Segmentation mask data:
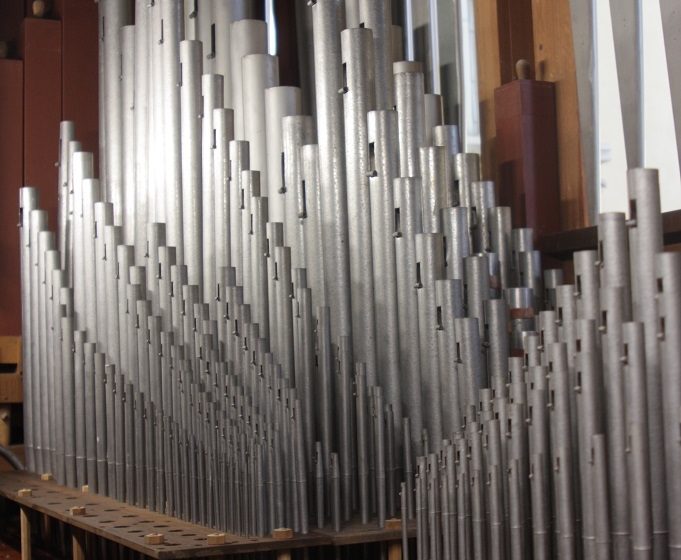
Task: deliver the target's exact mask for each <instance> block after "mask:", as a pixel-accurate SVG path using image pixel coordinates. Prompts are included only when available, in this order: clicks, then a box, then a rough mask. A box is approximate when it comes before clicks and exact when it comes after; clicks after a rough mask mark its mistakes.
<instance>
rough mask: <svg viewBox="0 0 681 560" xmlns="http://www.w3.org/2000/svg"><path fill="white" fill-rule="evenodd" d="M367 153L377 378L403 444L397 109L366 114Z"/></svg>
mask: <svg viewBox="0 0 681 560" xmlns="http://www.w3.org/2000/svg"><path fill="white" fill-rule="evenodd" d="M367 118H368V123H369V128H368V139H369V152H370V154H371V153H373V161H370V163H373V165H371V166H370V167H373V169H372V170H370V171H369V173H370V174H371V175H372V176H371V177H370V178H369V199H370V206H371V239H372V255H373V261H374V262H373V272H374V303H375V309H376V313H375V320H376V333H377V336H378V337H380V339H381V340H382V342H381V344H376V366H377V370H376V374H377V375H376V378H377V381H378V384H379V385H381V386H382V387H383V388H384V390H385V399H386V402H388V403H389V404H390V405H391V406H392V407H393V413H394V419H395V422H394V431H395V438H396V441H397V442H398V445H399V446H401V442H402V410H403V409H402V395H401V387H400V385H401V382H400V363H399V355H400V350H399V314H398V307H397V269H396V254H395V242H394V239H393V234H394V232H395V231H396V230H395V197H394V192H393V188H394V187H393V185H394V179H395V177H396V174H397V167H398V160H397V158H398V143H397V113H396V112H395V111H375V112H374V111H370V112H369V114H368V117H367Z"/></svg>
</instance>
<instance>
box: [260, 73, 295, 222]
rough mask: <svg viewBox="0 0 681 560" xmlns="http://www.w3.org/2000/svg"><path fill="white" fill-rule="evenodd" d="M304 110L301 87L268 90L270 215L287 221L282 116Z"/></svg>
mask: <svg viewBox="0 0 681 560" xmlns="http://www.w3.org/2000/svg"><path fill="white" fill-rule="evenodd" d="M300 112H301V92H300V88H297V87H292V86H275V87H270V88H267V89H266V90H265V127H266V131H267V134H266V141H267V182H266V183H265V187H266V189H265V191H266V192H265V195H266V196H267V197H268V199H269V206H270V218H271V220H272V221H273V222H284V208H285V205H284V200H285V198H284V197H283V196H282V195H284V194H285V191H284V190H283V189H284V188H285V187H284V170H283V168H284V162H285V160H284V159H283V158H284V156H283V153H284V149H283V144H282V118H283V117H287V116H289V115H299V114H300Z"/></svg>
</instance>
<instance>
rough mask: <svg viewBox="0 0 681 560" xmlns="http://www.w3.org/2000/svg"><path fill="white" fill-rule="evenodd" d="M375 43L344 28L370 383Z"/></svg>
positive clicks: (375, 369) (371, 337)
mask: <svg viewBox="0 0 681 560" xmlns="http://www.w3.org/2000/svg"><path fill="white" fill-rule="evenodd" d="M373 45H374V43H373V38H372V34H371V31H370V30H368V29H366V28H354V29H345V30H343V31H341V64H342V69H343V81H342V86H341V92H342V99H343V113H344V122H345V156H346V157H345V168H346V174H347V183H348V184H347V207H348V245H349V253H350V292H351V295H352V298H351V300H352V301H351V303H352V333H353V339H352V344H353V348H354V355H355V357H356V359H357V360H358V361H361V362H364V363H365V364H366V367H367V381H368V383H369V385H374V384H375V382H376V373H377V372H376V317H375V309H374V306H375V300H374V275H373V264H374V263H373V251H372V244H371V200H370V194H369V175H368V174H369V172H370V171H371V161H370V151H369V140H368V121H367V112H368V111H372V110H373V109H374V108H375V91H374V52H373Z"/></svg>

● About this task
All lines above from the one holding "153L377 378L403 444L397" to the one holding "box: [260, 73, 295, 222]", inclusive, are to be copied exactly; no other line is wanted.

● Your solution
rough mask: <svg viewBox="0 0 681 560" xmlns="http://www.w3.org/2000/svg"><path fill="white" fill-rule="evenodd" d="M367 153L377 378L403 444L397 109L366 114Z"/></svg>
mask: <svg viewBox="0 0 681 560" xmlns="http://www.w3.org/2000/svg"><path fill="white" fill-rule="evenodd" d="M367 118H368V123H369V128H368V139H369V152H370V154H371V153H373V161H370V163H373V165H371V166H370V167H373V169H372V170H370V171H369V173H370V174H371V175H372V176H371V177H370V178H369V199H370V206H371V239H372V255H373V261H374V262H373V272H374V303H375V309H376V313H375V320H376V333H377V336H378V337H380V339H381V340H382V342H381V344H376V366H377V370H376V374H377V375H376V378H377V381H378V384H379V385H381V386H382V387H383V388H384V390H385V399H386V402H388V403H389V404H390V405H391V406H392V407H393V413H394V419H395V422H394V431H395V438H396V441H397V442H398V445H399V446H401V442H402V410H403V409H402V395H401V387H400V385H401V382H400V363H399V355H400V350H399V314H398V307H397V269H396V254H395V242H394V239H393V234H394V232H395V231H396V230H395V197H394V192H393V188H394V187H393V185H394V179H395V177H396V174H397V167H398V160H397V158H398V143H397V113H396V112H395V111H375V112H374V111H370V112H369V114H368V117H367Z"/></svg>
</instance>
<instance>
box: [260, 73, 295, 222]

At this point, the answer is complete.